[Stored data]
________________________________________

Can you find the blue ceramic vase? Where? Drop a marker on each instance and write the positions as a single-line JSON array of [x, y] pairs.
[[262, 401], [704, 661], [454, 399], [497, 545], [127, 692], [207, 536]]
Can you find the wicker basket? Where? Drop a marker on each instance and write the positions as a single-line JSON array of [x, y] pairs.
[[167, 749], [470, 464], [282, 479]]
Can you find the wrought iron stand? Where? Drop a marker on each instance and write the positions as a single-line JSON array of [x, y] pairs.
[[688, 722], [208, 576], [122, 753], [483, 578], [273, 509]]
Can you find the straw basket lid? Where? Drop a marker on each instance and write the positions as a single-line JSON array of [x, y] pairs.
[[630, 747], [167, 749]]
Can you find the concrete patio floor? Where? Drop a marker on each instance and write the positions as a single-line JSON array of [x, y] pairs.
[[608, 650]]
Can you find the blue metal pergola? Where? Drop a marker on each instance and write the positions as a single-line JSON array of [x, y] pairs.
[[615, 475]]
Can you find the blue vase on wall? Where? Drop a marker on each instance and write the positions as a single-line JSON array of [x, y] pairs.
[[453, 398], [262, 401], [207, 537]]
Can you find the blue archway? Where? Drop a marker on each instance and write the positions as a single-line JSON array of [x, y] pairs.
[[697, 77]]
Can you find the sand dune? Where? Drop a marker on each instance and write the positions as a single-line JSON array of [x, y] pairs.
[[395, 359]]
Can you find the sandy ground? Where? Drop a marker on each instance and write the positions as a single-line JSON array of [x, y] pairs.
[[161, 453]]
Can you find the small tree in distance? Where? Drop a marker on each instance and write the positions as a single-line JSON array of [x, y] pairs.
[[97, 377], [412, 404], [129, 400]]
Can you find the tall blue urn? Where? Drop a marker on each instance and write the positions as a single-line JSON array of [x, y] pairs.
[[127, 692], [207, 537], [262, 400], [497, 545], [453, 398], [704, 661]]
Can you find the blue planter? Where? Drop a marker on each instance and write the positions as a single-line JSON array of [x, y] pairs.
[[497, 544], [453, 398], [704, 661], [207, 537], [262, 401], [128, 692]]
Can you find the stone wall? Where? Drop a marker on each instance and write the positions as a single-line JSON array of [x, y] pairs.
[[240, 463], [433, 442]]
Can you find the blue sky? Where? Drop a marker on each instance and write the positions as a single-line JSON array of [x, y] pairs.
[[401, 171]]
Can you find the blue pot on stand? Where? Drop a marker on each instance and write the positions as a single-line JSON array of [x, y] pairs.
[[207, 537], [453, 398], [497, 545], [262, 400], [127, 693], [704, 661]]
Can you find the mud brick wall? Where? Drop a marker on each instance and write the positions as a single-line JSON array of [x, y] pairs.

________________________________________

* [DIRECTIONS FOR THIS TASK]: Put these lines into a JSON list of strings, with one string per line and blank lines left out.

* [TASK SOLUTION]:
[
  "Can you find the blue ceramic vase? Where? Drop a marker on each instance and write the positions as a single-line JSON array of [x, y] pairs.",
  "[[262, 401], [704, 661], [454, 399], [497, 545], [127, 692], [207, 536]]",
  "Can you find the wicker basket? Where? Drop a marker on each instance and write the positions as a single-line JSON array of [x, y] pairs.",
  "[[167, 749], [470, 464], [282, 479]]",
  "Can you find the wrought iron stand? Where? Drop a marker on each instance and write the positions as a single-line JSON array of [x, y] pairs.",
  "[[688, 722], [208, 576], [122, 753], [483, 578], [273, 509]]",
  "Can you find the straw basket lid? Where? Drop a marker on each instance and write the positions as a single-line JSON array of [x, y] pairs.",
  "[[630, 747], [167, 749]]",
  "Can you find the concrete patio floor? Where? Drop a marker on each instance and write the positions as a single-line JSON array of [x, y] pairs.",
  "[[608, 650]]",
  "Can you find the blue metal pergola? Where? Drop a marker on each instance and write the positions as a single-line JSON array of [x, y] pairs.",
  "[[615, 475]]",
  "Can you find the blue vase on wall? Where? Drop a marker on each instance and write the positions as a single-line JSON array of [x, y] pairs.",
  "[[453, 398], [262, 401], [207, 537]]",
  "Can you find the blue archway? Where? Drop a marker on each instance and write the positions as a single-line JSON array of [x, y] pairs.",
  "[[697, 77]]",
  "Can you find the sand dune? Where? Drop a marker on each instance and write the positions as a single-line JSON array of [x, y] pairs.",
  "[[395, 359]]",
  "Can you find the sandy ground? Where? Drop a marker on each instance and write the positions as a single-line JSON array of [x, y] pairs.",
  "[[161, 453]]",
  "Can you find the small tree in distance? Where? Drop a marker on each instance and write the positions as a single-line JSON array of [x, y] pairs.",
  "[[97, 377], [412, 404], [129, 400]]",
  "Can you find the tall blue urn? Where? Drop a marker on each instance and write the positions as a single-line JSON array of [x, y] pairs.",
  "[[127, 692], [207, 537], [262, 400], [497, 545], [453, 398], [704, 661]]",
  "Can you find the blue planter? Where? Drop a marker on each instance and write the positions as a single-line JSON array of [x, y] pairs.",
  "[[497, 544], [453, 398], [704, 661], [207, 537], [262, 401], [128, 692]]",
  "Can you find the stone wall? Where? Drop a marker on each instance and write the positions as a single-line JSON array of [x, y] pairs.",
  "[[240, 463], [433, 442]]",
  "Can you find the blue sky? Where? Drop a marker on each instance and write the positions as a single-line JSON array of [x, y] pairs.",
  "[[401, 171]]",
  "Can you find the blue pot on stand? Where? Drop a marker on each instance and write the positions as a single-line JSON array of [x, y] pairs.",
  "[[207, 537], [453, 398], [497, 545], [262, 400], [127, 693], [704, 661]]",
  "Can you find the mud brick wall? Where? Drop a marker on each instance and write the positions as a single-line JSON array of [x, y] pairs."
]